Task goal: Copy the data from the line containing "BATCH SPEC — Class: window" through the line containing "402 148 411 169", swapping "partially occluded" for "partly hidden" and leaving everything else as it is.

Entries supplied:
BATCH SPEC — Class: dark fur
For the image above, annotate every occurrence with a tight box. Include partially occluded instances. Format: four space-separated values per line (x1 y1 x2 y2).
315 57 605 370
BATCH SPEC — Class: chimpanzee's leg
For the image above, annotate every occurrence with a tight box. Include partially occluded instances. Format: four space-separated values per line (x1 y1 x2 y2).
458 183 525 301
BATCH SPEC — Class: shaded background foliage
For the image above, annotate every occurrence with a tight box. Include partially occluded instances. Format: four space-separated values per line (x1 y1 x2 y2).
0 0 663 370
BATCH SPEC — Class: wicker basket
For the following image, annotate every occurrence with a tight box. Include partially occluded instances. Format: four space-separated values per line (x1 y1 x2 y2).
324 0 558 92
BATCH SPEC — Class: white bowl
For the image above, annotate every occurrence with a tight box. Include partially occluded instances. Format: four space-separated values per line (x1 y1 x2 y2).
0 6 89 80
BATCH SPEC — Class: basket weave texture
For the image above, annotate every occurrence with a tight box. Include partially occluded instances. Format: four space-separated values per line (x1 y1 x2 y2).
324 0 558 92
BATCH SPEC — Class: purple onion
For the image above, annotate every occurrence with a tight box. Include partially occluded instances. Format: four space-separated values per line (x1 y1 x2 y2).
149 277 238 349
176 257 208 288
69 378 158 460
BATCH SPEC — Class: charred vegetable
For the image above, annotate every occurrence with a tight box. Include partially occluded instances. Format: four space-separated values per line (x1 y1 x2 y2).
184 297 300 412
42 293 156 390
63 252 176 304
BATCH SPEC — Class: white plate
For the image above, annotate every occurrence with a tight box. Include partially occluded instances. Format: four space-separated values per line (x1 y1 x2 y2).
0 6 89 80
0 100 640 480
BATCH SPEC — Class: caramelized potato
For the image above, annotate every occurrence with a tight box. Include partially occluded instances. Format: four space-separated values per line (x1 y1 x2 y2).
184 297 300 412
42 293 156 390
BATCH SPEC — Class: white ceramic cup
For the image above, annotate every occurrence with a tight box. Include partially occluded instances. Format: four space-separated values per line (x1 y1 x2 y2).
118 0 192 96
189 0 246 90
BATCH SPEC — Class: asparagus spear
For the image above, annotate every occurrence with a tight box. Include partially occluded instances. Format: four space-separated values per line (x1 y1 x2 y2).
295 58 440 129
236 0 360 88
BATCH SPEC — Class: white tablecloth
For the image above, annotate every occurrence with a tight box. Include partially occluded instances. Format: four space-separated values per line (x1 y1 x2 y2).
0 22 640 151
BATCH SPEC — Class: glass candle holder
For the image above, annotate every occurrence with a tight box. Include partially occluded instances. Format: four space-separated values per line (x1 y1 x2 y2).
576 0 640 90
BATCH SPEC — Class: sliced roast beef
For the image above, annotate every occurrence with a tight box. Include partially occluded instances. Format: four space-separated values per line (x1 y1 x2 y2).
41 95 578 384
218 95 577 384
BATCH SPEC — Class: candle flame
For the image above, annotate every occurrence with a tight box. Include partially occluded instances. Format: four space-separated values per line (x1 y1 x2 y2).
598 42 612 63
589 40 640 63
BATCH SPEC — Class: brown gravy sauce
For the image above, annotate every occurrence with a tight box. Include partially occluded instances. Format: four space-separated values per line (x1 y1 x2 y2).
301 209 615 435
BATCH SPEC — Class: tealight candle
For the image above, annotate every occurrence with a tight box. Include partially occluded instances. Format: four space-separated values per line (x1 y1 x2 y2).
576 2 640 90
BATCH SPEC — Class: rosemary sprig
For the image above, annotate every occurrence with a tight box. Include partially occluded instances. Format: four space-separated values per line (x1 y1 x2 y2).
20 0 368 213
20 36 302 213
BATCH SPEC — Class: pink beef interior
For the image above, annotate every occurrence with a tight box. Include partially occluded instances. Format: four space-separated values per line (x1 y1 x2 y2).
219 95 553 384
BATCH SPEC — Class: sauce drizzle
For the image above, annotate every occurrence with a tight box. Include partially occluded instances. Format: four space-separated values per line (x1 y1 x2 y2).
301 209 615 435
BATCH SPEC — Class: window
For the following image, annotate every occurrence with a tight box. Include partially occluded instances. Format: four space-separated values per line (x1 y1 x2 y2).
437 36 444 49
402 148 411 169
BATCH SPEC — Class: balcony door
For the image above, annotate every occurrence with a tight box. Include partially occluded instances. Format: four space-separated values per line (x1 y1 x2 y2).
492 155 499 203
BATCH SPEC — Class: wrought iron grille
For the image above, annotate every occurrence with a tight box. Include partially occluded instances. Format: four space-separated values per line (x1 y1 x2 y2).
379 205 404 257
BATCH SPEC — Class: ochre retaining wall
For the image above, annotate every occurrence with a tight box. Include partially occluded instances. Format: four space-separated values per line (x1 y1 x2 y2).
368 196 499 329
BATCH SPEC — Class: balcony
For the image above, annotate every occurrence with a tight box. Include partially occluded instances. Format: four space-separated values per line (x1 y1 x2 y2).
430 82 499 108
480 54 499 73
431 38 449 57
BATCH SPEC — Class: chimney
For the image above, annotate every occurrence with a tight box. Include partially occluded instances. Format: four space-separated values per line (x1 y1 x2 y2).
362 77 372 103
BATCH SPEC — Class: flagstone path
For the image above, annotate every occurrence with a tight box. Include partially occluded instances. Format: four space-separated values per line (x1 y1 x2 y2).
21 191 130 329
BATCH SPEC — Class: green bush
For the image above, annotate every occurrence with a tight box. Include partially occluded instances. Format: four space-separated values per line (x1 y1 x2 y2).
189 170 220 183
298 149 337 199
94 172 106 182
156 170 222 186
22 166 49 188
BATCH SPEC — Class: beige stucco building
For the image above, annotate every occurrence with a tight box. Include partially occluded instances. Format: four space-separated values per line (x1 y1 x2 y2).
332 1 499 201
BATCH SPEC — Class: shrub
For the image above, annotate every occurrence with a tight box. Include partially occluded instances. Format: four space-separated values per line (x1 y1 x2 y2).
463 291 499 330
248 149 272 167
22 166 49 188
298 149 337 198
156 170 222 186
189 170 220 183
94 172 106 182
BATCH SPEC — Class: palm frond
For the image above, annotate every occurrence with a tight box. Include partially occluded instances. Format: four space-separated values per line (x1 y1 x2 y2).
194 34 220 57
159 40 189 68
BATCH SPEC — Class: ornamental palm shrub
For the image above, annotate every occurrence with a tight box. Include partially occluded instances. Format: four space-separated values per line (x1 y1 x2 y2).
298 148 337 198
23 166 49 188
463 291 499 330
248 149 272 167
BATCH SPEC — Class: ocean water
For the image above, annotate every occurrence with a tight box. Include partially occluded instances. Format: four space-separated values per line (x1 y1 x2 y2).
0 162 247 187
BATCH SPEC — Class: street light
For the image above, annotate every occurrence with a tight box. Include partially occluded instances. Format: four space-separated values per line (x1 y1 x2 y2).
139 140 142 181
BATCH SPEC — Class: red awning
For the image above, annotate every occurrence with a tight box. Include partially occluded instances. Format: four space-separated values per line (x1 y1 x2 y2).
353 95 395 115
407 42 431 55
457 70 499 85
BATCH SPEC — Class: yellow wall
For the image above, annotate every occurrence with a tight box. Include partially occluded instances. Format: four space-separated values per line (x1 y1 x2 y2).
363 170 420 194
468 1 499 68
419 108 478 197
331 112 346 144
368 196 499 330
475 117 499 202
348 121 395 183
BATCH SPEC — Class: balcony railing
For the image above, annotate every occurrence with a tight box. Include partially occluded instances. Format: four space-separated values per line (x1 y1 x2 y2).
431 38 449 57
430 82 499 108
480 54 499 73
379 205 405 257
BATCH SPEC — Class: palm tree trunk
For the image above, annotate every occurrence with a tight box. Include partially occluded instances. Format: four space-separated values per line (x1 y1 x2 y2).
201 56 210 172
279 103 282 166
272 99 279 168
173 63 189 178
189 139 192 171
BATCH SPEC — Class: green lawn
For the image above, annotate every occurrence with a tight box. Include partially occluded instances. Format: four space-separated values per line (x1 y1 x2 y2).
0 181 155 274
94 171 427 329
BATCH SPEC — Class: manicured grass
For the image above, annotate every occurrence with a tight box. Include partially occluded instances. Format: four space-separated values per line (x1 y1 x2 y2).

Response to the task:
BATCH SPEC — Class: window
For the following image, annotate every occurrence with a tight box. Include partly hidden instances. Format: four space-separated values per line (x1 y1 x2 y2).
437 36 444 49
402 148 411 169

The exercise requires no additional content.